Aim of the exercise: Which lines of the entries below contain the string "knit"? Report each of those lines in full.

Supplied data:
──────────
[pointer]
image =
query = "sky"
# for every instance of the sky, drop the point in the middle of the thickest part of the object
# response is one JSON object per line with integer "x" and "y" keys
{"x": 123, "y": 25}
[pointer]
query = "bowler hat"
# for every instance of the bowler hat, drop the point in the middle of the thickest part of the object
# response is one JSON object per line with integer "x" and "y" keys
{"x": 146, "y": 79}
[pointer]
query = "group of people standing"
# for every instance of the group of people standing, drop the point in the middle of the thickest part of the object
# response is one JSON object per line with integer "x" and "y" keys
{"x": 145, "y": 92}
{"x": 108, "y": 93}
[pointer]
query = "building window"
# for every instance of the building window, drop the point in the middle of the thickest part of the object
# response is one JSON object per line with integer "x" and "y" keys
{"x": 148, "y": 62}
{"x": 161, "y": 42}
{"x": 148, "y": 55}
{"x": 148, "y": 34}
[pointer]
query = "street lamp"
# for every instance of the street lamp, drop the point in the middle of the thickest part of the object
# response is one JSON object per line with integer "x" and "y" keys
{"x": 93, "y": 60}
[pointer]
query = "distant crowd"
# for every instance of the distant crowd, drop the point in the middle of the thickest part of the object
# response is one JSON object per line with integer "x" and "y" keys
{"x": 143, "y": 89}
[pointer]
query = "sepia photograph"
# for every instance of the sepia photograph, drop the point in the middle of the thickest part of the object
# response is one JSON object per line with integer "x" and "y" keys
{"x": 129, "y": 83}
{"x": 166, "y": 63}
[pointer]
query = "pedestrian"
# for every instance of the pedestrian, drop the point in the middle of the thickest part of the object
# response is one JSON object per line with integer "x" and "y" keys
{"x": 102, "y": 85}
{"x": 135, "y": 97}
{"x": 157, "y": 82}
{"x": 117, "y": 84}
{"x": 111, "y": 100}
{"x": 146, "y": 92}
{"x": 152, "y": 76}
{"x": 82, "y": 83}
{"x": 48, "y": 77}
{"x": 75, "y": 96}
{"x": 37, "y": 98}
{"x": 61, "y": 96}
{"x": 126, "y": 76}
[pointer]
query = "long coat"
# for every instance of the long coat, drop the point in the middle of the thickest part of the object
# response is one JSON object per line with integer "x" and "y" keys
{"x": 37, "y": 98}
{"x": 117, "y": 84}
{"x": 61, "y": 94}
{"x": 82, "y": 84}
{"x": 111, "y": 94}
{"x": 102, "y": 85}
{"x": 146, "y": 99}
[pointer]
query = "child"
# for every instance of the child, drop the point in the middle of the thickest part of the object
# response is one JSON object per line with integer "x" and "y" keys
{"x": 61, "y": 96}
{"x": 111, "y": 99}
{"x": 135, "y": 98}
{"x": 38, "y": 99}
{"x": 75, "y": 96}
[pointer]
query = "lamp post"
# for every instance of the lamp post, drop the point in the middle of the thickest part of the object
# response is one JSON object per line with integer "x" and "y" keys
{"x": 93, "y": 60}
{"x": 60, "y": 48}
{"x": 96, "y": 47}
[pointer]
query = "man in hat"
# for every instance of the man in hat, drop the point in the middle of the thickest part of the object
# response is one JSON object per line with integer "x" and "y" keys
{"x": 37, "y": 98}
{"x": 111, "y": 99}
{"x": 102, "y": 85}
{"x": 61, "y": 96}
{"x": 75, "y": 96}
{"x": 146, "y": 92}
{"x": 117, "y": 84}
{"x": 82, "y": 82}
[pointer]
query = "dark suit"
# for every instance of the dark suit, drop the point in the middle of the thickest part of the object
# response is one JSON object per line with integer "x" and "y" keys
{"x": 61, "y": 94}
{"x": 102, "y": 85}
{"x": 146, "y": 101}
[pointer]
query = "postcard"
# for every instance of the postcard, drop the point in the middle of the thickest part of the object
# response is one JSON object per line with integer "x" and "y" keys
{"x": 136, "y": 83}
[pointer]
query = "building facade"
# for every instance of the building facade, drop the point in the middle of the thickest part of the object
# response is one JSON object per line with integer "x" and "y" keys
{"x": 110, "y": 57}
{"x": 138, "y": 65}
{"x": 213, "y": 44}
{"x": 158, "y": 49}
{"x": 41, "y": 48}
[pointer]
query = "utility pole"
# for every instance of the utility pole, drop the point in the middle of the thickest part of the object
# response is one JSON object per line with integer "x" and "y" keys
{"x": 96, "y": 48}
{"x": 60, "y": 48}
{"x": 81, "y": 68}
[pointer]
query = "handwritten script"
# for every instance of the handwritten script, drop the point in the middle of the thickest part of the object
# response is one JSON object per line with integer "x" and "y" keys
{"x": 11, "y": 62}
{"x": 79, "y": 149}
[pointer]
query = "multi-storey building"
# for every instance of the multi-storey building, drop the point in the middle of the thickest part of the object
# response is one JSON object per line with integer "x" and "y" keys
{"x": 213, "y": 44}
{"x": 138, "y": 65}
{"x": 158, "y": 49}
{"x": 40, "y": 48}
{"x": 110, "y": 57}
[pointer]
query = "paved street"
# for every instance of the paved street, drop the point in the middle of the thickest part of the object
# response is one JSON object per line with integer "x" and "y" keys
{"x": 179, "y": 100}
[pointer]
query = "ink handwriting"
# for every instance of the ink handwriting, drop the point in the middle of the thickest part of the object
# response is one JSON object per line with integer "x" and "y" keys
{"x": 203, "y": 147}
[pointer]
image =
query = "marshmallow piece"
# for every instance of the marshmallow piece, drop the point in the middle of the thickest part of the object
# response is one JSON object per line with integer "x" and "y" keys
──────────
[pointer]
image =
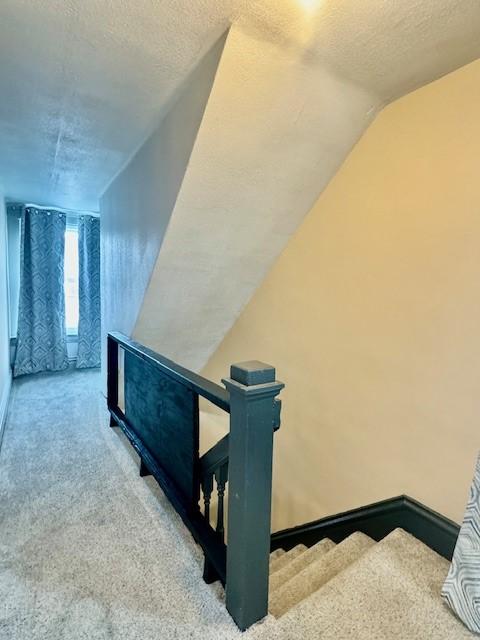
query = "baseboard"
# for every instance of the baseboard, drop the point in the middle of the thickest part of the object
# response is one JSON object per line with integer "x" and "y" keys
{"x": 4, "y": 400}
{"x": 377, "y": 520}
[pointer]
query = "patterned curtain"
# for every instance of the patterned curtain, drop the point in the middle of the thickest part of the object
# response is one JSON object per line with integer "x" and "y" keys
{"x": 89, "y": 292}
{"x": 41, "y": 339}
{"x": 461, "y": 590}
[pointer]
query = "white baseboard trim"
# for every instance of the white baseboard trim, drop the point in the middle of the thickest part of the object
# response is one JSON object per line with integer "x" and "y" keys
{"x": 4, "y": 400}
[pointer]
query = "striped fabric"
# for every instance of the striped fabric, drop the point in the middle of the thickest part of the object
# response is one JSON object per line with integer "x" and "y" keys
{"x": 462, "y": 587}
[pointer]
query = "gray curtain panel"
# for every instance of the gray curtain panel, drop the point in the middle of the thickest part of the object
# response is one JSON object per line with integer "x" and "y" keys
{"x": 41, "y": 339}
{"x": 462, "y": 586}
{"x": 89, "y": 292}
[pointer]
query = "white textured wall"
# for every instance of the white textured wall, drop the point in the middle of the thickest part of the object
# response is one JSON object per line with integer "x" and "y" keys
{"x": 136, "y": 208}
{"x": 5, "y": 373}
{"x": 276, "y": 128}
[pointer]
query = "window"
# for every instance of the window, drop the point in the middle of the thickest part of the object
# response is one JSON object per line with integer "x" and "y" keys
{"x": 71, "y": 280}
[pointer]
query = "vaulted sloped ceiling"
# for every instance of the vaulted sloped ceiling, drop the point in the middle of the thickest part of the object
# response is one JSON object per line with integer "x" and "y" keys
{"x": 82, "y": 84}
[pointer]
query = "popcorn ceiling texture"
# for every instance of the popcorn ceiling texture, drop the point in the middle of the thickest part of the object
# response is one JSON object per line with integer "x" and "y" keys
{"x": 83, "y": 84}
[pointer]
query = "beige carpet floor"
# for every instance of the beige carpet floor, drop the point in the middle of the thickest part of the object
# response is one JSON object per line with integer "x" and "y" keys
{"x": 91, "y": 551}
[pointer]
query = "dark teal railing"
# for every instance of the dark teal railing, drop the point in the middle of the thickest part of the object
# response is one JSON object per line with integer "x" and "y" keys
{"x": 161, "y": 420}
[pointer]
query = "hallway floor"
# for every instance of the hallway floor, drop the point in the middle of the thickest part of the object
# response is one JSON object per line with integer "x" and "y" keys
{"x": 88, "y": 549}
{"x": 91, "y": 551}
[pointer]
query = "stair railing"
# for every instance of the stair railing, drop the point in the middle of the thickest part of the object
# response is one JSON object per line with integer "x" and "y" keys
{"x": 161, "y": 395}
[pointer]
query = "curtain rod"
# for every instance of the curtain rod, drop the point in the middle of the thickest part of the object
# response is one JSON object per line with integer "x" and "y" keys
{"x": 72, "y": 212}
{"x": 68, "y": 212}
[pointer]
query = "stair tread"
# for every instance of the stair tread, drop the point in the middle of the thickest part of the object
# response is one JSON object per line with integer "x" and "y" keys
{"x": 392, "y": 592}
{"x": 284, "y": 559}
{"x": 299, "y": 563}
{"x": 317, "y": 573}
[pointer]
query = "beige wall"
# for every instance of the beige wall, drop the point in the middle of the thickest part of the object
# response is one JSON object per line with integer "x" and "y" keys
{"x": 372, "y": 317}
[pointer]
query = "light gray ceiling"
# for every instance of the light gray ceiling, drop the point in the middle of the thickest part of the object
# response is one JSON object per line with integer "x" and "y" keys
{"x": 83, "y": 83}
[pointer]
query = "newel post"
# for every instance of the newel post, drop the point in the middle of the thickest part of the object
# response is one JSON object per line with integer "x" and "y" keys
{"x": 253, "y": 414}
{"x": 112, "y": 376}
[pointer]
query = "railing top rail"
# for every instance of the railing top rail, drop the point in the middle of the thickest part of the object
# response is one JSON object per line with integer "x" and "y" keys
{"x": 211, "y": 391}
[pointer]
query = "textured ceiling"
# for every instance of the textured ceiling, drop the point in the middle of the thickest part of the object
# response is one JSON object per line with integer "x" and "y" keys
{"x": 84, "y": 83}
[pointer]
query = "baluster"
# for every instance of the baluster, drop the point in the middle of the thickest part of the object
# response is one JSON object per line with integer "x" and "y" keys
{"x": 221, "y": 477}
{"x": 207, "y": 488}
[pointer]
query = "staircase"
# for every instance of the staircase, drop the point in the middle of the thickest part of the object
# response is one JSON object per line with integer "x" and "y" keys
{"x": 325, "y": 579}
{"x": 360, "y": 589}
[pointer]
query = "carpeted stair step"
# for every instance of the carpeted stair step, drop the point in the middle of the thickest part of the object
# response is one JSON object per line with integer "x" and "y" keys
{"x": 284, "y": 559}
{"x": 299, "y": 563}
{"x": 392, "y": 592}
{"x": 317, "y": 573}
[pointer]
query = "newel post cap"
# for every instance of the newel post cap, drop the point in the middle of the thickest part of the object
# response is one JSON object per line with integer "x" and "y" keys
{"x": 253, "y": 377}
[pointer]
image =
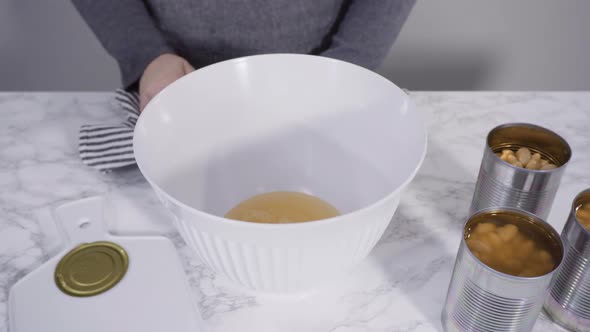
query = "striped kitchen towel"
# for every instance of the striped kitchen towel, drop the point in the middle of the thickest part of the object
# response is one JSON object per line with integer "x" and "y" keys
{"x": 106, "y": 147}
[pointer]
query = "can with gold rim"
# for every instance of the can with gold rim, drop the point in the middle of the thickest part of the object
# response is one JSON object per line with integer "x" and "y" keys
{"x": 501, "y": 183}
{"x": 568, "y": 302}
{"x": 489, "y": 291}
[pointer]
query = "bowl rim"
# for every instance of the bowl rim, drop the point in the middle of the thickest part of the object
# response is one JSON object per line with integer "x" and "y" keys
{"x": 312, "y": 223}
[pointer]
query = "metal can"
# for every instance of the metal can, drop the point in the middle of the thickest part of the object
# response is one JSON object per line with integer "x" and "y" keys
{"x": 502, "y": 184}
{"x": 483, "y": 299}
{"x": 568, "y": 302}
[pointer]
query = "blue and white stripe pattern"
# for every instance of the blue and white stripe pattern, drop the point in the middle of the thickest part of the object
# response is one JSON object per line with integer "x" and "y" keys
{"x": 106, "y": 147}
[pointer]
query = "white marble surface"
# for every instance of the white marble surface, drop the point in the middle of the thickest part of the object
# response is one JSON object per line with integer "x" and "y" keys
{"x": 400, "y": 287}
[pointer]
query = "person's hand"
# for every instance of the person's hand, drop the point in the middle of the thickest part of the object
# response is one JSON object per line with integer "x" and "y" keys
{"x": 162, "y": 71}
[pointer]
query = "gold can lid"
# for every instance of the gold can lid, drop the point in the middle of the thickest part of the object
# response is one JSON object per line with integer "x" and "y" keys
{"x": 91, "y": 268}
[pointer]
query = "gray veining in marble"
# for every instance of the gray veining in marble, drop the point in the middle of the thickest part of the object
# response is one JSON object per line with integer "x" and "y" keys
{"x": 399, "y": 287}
──────────
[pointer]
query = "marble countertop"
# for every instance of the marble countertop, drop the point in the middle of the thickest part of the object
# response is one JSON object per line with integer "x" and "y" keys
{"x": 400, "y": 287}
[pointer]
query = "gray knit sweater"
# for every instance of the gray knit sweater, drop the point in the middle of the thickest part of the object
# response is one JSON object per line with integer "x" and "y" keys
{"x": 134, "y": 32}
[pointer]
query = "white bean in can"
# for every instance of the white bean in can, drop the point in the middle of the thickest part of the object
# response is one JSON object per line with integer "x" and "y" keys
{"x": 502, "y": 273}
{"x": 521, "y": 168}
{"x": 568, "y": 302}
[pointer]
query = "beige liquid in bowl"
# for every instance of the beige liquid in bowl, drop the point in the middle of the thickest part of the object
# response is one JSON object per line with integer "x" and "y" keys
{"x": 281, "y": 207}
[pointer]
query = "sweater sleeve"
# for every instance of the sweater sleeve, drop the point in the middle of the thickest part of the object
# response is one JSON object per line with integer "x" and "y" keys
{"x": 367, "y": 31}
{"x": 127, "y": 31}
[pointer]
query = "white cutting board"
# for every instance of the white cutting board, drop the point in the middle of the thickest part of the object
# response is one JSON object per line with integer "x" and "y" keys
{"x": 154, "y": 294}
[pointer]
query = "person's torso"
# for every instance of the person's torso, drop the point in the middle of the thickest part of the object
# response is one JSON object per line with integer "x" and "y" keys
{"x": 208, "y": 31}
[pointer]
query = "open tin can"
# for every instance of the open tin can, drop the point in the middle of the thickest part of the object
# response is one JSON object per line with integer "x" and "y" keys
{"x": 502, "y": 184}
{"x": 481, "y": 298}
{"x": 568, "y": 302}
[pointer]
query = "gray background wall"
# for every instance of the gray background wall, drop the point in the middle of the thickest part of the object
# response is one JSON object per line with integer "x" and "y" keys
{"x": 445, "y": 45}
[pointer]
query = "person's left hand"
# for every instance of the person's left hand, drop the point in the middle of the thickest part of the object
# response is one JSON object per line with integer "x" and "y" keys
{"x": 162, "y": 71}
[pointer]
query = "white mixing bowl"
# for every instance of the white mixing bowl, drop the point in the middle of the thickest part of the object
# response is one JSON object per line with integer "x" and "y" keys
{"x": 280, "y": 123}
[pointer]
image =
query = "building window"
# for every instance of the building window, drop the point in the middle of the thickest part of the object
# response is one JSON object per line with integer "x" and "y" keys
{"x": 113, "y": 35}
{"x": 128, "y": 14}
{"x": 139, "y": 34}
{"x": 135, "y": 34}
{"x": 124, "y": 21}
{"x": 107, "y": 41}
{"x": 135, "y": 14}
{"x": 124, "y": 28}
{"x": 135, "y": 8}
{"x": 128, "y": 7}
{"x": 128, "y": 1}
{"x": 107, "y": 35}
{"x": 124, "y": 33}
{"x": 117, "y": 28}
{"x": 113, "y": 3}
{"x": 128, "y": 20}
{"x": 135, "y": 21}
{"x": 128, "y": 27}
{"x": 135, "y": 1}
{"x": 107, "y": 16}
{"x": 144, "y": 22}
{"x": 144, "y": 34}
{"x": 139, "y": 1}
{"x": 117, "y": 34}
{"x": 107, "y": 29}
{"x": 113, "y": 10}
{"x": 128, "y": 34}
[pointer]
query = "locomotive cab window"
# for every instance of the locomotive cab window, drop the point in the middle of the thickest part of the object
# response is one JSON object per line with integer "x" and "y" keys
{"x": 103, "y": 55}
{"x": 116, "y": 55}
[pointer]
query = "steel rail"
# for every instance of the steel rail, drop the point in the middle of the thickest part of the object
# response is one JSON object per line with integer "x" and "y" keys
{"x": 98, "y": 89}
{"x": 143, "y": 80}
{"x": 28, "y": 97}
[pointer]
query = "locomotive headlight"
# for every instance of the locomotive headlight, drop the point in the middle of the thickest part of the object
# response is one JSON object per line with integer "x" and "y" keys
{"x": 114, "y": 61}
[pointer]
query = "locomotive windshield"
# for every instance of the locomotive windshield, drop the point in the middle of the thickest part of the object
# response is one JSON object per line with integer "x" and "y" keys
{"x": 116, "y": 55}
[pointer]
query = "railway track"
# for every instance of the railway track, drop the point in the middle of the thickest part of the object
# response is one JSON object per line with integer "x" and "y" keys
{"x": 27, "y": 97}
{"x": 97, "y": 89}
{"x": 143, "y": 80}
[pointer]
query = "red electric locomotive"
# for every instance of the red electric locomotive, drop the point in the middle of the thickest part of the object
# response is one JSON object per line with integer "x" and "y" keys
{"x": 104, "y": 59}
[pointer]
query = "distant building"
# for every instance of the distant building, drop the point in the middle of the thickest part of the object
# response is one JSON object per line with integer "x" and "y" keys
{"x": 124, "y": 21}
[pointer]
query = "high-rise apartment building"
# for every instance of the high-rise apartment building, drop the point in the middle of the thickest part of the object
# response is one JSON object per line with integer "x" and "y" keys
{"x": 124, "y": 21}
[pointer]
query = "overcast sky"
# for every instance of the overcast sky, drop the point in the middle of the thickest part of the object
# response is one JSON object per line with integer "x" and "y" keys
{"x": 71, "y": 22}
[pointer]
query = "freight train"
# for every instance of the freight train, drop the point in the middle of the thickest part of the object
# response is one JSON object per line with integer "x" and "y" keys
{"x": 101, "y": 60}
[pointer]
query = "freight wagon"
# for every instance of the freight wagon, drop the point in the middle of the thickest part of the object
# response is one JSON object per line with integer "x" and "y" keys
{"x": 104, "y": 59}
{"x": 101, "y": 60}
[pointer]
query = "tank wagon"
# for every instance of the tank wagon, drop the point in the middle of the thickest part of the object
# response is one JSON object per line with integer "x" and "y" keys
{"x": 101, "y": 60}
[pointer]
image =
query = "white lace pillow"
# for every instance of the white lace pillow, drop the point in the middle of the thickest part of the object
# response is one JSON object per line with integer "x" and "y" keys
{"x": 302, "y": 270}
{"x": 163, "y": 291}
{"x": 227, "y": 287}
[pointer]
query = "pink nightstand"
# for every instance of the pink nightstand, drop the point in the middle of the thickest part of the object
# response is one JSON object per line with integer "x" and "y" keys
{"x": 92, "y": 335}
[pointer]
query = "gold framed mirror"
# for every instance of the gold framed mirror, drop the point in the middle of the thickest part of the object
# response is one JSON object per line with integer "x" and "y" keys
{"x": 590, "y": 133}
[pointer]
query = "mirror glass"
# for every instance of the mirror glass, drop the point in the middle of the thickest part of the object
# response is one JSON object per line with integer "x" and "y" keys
──────────
Expected answer:
query = "gray knit sweater"
# for every instance of the gray knit sweater, drop the point in the middle of the thickest part of the object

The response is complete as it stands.